══ TEXT SECTION ══

For example, the look-up table having the ID items such as the time stamp, the language analysis version, the document ID, the domain, the sentence ID, the original document, the tag, the processing module, the unit input, the unit result, the reliability, and the reserve may be generated. The language analysis metadata may be stored using the generated look-up table.
That is, the language analysis operation time information with respect to the document in which the general text such as the Web, the book, etc. is included may be stored by corresponding to the time stamp of the ID items, and the analysis version information may be stored by corresponding to the language analysis version of the ID items.
Further, the unique ID of the document which the analysis is performed may be stored by corresponding to the document ID of the ID items, and classify the field (a movie, a music, a sport, a car, etc.) of the document using conventional automatic document classification technology and domain classification which is compatible with a hierarchy of the language knowledge resources.
The classified document field information may be stored by corresponding to the domain of the ID items, and the unique ID of the document may be stored by corresponding to the document ID of the ID items.
Further, the sentence original document information may be stored by corresponding to the original document of the ID items, and the object name included in the sentence and the word in which the frequency number in the document is smaller than the predetermined reference frequency number may be stored by corresponding to the tag of the ID items.
Meanwhile, the processing step information outputting the subdivided analysis result corresponding to the reliability value which is smaller than the predetermined reference frequency number may be stored by corresponding to the processing step of the ID items. The sentence may be processed as the input data according to each processing step, and the processed input data may be input to each processing step. Each processing step may analyze by subdividing the input data, and output the subdivided analysis result and the reliability value corresponding to the subdivided analysis result.

═══
══ DATA SEGMENT ══

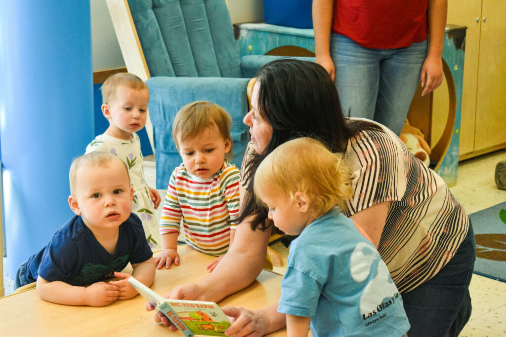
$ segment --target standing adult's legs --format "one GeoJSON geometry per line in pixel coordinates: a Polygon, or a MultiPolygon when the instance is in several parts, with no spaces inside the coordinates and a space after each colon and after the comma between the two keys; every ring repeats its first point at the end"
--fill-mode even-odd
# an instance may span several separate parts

═══

--- EXERCISE SET ---
[a] Answer these questions about the language analysis passage, one answer per line, marked the same way:
(i) Which ID item does the language analysis operation time information correspond to?
(ii) What information is stored by corresponding to the domain of the ID items?
(iii) What does each processing step output?
[b] Rewrite the language analysis passage from "Further, the unique" up to and including "language knowledge resources.", replacing "a car" with "a television".
[c] List every document field that the language analysis passage gives as an example in parentheses.

--- THE SOLUTIONS ---
[a]
(i) The time stamp.
(ii) The classified document field information.
(iii) The subdivided analysis result and the reliability value corresponding to the subdivided analysis result.

[b]
Further, the unique ID of the document which the analysis is performed may be stored by corresponding to the document ID of the ID items, and classify the field (a movie, a music, a sport, a television, etc.) of the document using conventional automatic document classification technology and domain classification which is compatible with a hierarchy of the language knowledge resources.

[c]
a movie
a music
a sport
a car